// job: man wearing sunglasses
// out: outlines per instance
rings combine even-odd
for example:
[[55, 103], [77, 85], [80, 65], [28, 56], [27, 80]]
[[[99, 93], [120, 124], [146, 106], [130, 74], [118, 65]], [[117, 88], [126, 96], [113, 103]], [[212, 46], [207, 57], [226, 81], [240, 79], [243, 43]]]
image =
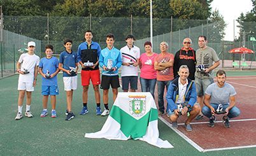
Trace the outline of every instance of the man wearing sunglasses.
[[[220, 59], [215, 50], [206, 46], [206, 37], [200, 36], [198, 38], [198, 46], [199, 48], [196, 52], [196, 67], [203, 66], [204, 67], [203, 67], [203, 69], [201, 67], [201, 69], [197, 70], [197, 72], [196, 72], [195, 82], [196, 91], [197, 92], [197, 103], [199, 103], [201, 108], [204, 106], [203, 99], [204, 92], [206, 88], [213, 83], [213, 70], [220, 65]], [[203, 118], [203, 113], [201, 113], [196, 120], [201, 120]]]
[[187, 65], [189, 69], [188, 78], [191, 80], [195, 80], [196, 71], [196, 52], [191, 48], [192, 40], [188, 38], [183, 39], [183, 46], [178, 50], [174, 57], [173, 64], [173, 74], [174, 78], [178, 76], [178, 72], [181, 65]]

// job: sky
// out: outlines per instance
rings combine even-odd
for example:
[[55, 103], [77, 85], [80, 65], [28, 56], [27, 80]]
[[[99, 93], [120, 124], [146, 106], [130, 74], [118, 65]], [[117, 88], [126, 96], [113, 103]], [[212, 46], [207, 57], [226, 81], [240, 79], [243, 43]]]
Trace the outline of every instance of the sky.
[[225, 29], [225, 41], [234, 39], [234, 20], [235, 20], [235, 37], [238, 38], [239, 28], [236, 27], [238, 23], [236, 21], [241, 13], [245, 14], [250, 12], [252, 8], [251, 0], [213, 0], [211, 4], [212, 10], [218, 10], [227, 24]]

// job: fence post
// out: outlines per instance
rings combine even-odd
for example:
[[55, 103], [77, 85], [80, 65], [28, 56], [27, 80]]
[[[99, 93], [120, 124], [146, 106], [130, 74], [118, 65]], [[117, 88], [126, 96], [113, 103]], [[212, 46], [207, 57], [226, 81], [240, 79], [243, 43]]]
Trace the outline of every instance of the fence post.
[[16, 71], [16, 64], [15, 64], [15, 45], [13, 45], [13, 72]]
[[90, 31], [92, 30], [92, 13], [90, 13]]
[[171, 39], [170, 39], [170, 42], [171, 42], [171, 52], [173, 50], [173, 16], [171, 17]]
[[47, 45], [49, 45], [49, 13], [47, 13]]

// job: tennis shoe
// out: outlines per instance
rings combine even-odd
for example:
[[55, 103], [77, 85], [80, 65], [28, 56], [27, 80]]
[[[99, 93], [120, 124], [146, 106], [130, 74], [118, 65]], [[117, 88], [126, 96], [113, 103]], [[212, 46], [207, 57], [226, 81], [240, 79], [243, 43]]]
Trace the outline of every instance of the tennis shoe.
[[80, 115], [85, 115], [89, 112], [87, 106], [83, 106], [80, 112]]
[[22, 113], [18, 112], [17, 115], [16, 117], [15, 117], [15, 120], [20, 120], [20, 119], [22, 118], [22, 117], [22, 117]]
[[25, 113], [25, 116], [26, 116], [28, 118], [32, 118], [33, 117], [33, 115], [31, 113], [30, 111], [27, 111]]
[[96, 108], [96, 115], [101, 115], [102, 112], [101, 112], [101, 109], [100, 107], [97, 107]]
[[40, 117], [45, 117], [48, 115], [47, 110], [42, 110], [42, 112], [41, 113]]
[[101, 113], [101, 116], [104, 117], [110, 114], [110, 110], [104, 109], [103, 112]]
[[55, 110], [52, 110], [52, 118], [56, 118], [57, 117], [57, 113]]

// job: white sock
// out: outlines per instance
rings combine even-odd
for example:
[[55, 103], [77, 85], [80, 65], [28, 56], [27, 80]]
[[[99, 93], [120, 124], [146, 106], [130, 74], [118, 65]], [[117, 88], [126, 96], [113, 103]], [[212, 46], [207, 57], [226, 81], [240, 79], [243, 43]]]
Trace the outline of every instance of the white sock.
[[22, 113], [22, 106], [18, 106], [18, 113]]
[[27, 106], [26, 106], [26, 111], [30, 111], [30, 107], [31, 107], [31, 105], [27, 105]]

□ □ □ □ □ □ □

Required work -
Can you give the listing above again with every "Trace" switched to "Mark" and nothing else changed? Leave the pictures out.

Solved exercise -
// job: man wearing sunglasses
// out: outlines per instance
rings combine even-odd
for example:
[[55, 103], [77, 85], [80, 65], [28, 56], [27, 80]]
[[[99, 93], [120, 124], [146, 106], [130, 74], [118, 65]], [[117, 88], [126, 96], [113, 103]], [[212, 46], [207, 57], [226, 81], [240, 79], [243, 43]]]
image =
Mark the outline of every instance of the man wearing sunglasses.
[[[220, 59], [215, 50], [206, 46], [206, 37], [200, 36], [198, 38], [198, 46], [199, 48], [196, 52], [196, 67], [203, 66], [204, 67], [203, 67], [203, 69], [201, 67], [201, 69], [197, 70], [197, 72], [196, 72], [195, 82], [196, 91], [197, 92], [197, 103], [199, 103], [201, 108], [204, 106], [203, 99], [204, 92], [206, 88], [213, 83], [213, 70], [220, 65]], [[203, 118], [203, 113], [201, 113], [196, 120], [201, 120]]]
[[187, 65], [189, 69], [188, 78], [191, 80], [195, 80], [196, 71], [196, 52], [191, 48], [192, 40], [188, 38], [183, 39], [183, 46], [178, 50], [174, 57], [173, 64], [173, 74], [174, 78], [178, 76], [178, 72], [181, 65]]

// job: sky
// out: outlines per instance
rings combine even-odd
for example:
[[55, 103], [77, 85], [80, 65], [28, 56], [27, 80]]
[[[99, 93], [120, 124], [146, 106], [130, 74], [118, 65]], [[117, 88], [126, 96], [113, 103]], [[212, 46], [207, 57], [226, 81], [240, 79], [243, 43]]]
Mark the outline of every instance of the sky.
[[225, 29], [225, 41], [234, 39], [234, 20], [235, 20], [235, 37], [238, 38], [239, 28], [236, 27], [238, 23], [236, 21], [241, 13], [245, 14], [250, 12], [252, 8], [251, 0], [213, 0], [211, 4], [212, 10], [218, 10], [227, 24]]

// job: fence post
// out: outlines per instance
rings combine even-odd
for example:
[[55, 103], [77, 85], [80, 65], [28, 56], [27, 80]]
[[[99, 93], [120, 124], [146, 106], [130, 74], [118, 65]], [[117, 88], [126, 96], [113, 103]], [[212, 46], [207, 57], [226, 81], [240, 79], [243, 43]]]
Mark the outline of every instance of the fence post.
[[16, 71], [16, 64], [15, 64], [15, 45], [13, 45], [13, 72]]
[[90, 31], [92, 30], [92, 13], [90, 13]]
[[171, 39], [170, 39], [170, 42], [171, 42], [171, 52], [173, 50], [173, 16], [171, 17]]
[[47, 45], [49, 45], [49, 13], [47, 13]]

// job: tennis shoe
// out: outlines per instance
rings combine even-odd
for example:
[[55, 103], [77, 85], [80, 65], [28, 56], [27, 80]]
[[[99, 93], [120, 124], [146, 106], [130, 74], [118, 65]], [[117, 88], [126, 96], [113, 103]], [[212, 46], [207, 57], [226, 81], [240, 79], [243, 43]]]
Mark the outline of every instance of the tennis shoe.
[[80, 115], [85, 115], [89, 112], [87, 106], [83, 106], [80, 112]]
[[22, 113], [18, 112], [17, 115], [16, 117], [15, 117], [15, 120], [20, 120], [20, 119], [22, 118], [22, 117], [22, 117]]
[[25, 113], [25, 116], [26, 116], [28, 118], [32, 118], [33, 117], [33, 115], [31, 113], [30, 111], [27, 111]]
[[96, 108], [96, 115], [101, 115], [102, 112], [101, 112], [101, 109], [100, 107], [97, 107]]
[[40, 117], [45, 117], [48, 115], [47, 110], [42, 110], [42, 112], [41, 113]]
[[101, 113], [101, 116], [104, 117], [110, 114], [110, 110], [104, 109], [103, 112]]
[[55, 110], [52, 110], [52, 118], [56, 118], [57, 117], [57, 113]]

// job: white sock
// out: outlines per instance
rings combine even-odd
for example:
[[55, 103], [77, 85], [80, 65], [28, 56], [27, 80]]
[[[99, 93], [120, 124], [146, 106], [130, 74], [118, 65]], [[117, 88], [126, 96], [113, 103]], [[212, 46], [207, 57], [226, 81], [240, 79], [243, 43]]]
Mark the outline of every instance of the white sock.
[[22, 113], [22, 106], [18, 106], [18, 113]]
[[27, 106], [26, 106], [26, 111], [30, 111], [30, 107], [31, 107], [31, 105], [27, 105]]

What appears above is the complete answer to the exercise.